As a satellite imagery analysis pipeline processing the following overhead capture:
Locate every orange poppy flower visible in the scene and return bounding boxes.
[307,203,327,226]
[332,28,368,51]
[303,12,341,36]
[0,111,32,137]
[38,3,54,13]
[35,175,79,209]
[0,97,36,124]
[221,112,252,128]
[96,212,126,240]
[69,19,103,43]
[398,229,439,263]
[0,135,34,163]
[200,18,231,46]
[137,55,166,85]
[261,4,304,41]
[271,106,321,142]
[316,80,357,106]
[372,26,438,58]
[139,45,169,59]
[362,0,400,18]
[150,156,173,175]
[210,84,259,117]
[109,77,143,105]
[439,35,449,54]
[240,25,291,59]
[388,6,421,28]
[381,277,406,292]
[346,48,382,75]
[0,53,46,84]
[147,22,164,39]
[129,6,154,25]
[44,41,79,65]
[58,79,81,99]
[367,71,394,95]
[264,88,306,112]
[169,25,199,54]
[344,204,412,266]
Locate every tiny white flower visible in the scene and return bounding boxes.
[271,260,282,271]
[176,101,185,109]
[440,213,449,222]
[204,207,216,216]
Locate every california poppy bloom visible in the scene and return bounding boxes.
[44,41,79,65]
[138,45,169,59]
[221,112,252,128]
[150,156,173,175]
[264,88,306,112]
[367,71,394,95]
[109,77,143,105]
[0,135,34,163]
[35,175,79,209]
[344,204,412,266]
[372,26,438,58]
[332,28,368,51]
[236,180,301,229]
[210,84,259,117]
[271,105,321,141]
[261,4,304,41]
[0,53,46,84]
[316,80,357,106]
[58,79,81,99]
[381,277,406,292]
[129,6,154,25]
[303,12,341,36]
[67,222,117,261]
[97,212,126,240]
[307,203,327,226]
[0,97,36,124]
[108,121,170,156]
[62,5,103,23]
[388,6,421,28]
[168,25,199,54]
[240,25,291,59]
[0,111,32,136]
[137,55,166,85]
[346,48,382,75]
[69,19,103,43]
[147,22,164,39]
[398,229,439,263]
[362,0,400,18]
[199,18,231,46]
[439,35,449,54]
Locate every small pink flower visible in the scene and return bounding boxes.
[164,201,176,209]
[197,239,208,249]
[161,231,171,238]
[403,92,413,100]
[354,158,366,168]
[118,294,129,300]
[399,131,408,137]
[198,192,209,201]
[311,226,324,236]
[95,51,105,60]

####################

**Action item**
All the material above is to be retyped exactly as it appears.

**Result for this exercise**
As a satellite imagery analysis pipeline processing the following overhead capture:
Locate every orange poppy flower visible in the scene and return bounding boxes.
[307,203,327,226]
[332,28,368,51]
[303,12,341,36]
[0,111,32,137]
[38,3,54,13]
[35,175,79,209]
[0,97,36,124]
[221,112,252,128]
[96,212,126,240]
[69,19,103,43]
[398,229,439,263]
[0,135,34,163]
[200,18,231,46]
[137,55,166,85]
[261,4,304,41]
[271,106,321,142]
[316,80,357,106]
[372,26,438,58]
[139,45,169,59]
[362,0,400,18]
[150,156,173,175]
[210,84,259,117]
[109,77,143,105]
[439,35,449,54]
[240,25,291,59]
[388,6,421,28]
[381,277,406,292]
[346,48,382,75]
[0,53,46,84]
[147,22,164,39]
[129,6,154,25]
[44,41,79,65]
[58,79,81,99]
[367,71,394,95]
[264,88,306,112]
[169,25,199,54]
[344,204,412,266]
Locate every tiny white flower visible in the scene and return bounding boxes.
[271,260,282,271]
[176,101,185,109]
[440,213,449,222]
[204,207,216,216]
Locate every california poppy bloom visible in the scene and return bounding boxes.
[44,41,79,65]
[138,45,169,59]
[221,112,252,128]
[150,156,173,175]
[264,88,306,112]
[367,71,394,95]
[109,77,143,105]
[0,135,34,163]
[35,175,79,209]
[344,204,412,266]
[372,26,438,58]
[332,28,368,51]
[236,180,301,229]
[210,84,259,117]
[271,105,321,141]
[261,4,304,41]
[0,53,46,84]
[316,80,357,106]
[58,79,81,99]
[381,277,406,292]
[129,6,154,25]
[303,12,341,36]
[67,222,117,261]
[97,212,126,240]
[307,203,327,226]
[0,97,36,124]
[108,121,170,156]
[62,5,103,23]
[388,6,421,28]
[168,25,199,54]
[240,25,291,59]
[0,111,32,136]
[137,55,166,85]
[346,48,382,75]
[69,19,103,43]
[147,22,164,39]
[398,229,439,263]
[362,0,400,18]
[199,18,231,46]
[439,35,449,54]
Locate every small pink flower visible in the scene and return bounding boxes.
[164,201,176,209]
[197,239,208,249]
[161,231,171,238]
[403,92,413,100]
[354,158,366,168]
[118,294,129,300]
[399,131,408,137]
[198,192,209,201]
[311,226,324,236]
[95,51,105,60]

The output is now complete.